*** Opening Task inputs ***

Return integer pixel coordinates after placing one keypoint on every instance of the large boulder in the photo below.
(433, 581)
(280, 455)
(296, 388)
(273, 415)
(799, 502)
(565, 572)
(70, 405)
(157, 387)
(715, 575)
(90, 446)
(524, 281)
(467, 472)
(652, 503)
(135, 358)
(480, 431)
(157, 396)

*** Closing Task inputs ***

* **Required action**:
Each line of the data has to be written out exactly as it appears.

* **Solved exercise**:
Return integer pixel coordinates after placing one keypoint on every instance of the large boulder in the photo below.
(433, 581)
(280, 455)
(296, 388)
(273, 415)
(799, 502)
(565, 572)
(70, 405)
(157, 387)
(715, 575)
(90, 446)
(524, 281)
(467, 472)
(652, 503)
(135, 358)
(480, 431)
(157, 396)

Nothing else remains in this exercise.